-- Opening Marker --

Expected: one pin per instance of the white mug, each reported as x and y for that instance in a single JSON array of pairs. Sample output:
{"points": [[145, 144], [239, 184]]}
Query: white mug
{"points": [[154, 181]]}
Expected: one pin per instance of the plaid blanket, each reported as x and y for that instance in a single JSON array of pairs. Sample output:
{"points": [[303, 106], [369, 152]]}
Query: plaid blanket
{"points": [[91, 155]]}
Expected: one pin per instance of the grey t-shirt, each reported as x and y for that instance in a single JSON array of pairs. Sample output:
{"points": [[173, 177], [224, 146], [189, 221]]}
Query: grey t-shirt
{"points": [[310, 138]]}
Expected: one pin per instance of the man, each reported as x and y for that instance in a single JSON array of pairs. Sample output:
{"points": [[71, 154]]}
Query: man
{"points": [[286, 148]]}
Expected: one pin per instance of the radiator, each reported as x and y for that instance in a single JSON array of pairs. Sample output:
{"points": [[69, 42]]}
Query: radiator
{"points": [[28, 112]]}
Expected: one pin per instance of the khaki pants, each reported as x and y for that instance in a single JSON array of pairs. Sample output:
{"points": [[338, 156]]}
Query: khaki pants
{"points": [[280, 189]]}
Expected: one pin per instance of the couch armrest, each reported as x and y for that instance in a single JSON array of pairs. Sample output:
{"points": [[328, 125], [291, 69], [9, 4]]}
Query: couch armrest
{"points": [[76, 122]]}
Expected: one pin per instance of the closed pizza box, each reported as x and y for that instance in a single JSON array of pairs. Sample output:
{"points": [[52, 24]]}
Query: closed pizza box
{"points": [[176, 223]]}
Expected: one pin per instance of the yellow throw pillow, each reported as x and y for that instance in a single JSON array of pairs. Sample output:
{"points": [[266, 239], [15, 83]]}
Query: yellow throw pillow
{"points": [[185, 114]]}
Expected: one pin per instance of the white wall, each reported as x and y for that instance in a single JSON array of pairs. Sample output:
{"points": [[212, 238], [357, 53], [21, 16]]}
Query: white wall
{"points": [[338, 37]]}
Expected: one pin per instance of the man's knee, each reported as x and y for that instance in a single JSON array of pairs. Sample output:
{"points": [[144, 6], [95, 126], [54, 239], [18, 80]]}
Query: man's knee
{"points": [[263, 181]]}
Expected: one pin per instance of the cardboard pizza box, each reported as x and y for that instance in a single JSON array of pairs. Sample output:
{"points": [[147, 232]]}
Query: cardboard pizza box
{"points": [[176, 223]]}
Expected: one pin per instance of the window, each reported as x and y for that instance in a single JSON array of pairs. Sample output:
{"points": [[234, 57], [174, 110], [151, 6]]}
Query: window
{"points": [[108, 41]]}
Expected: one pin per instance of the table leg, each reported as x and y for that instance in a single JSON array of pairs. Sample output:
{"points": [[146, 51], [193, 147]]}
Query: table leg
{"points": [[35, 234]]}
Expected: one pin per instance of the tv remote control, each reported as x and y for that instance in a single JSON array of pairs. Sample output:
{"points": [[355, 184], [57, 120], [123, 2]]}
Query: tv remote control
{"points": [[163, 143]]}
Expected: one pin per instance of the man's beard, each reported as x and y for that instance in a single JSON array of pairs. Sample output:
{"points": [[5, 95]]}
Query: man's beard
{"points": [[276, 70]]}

-- Closing Marker --

** What to do **
Repeat exactly the lines of the listing above, from the one with "Query: white wall" down to the one with "Expected: one pin per instance of the window, each"; both of those lines belong in the range.

** Written answer **
Query: white wall
{"points": [[338, 37]]}
Expected: one pin per instance of the man's knee, each reported as x and y for that instance in a single JSON array of pairs. Sample output:
{"points": [[144, 6], [95, 126], [54, 239], [18, 80]]}
Query: man's knee
{"points": [[263, 181]]}
Expected: one pin per instance of the cardboard pizza box, each reported as x and y for that instance in a single JSON array of pairs. Sample output:
{"points": [[147, 232]]}
Query: cardboard pizza box
{"points": [[176, 223]]}
Expected: one pin per instance of the window, each reported as x and y for that instance in a single JSON array of pairs. Sample output:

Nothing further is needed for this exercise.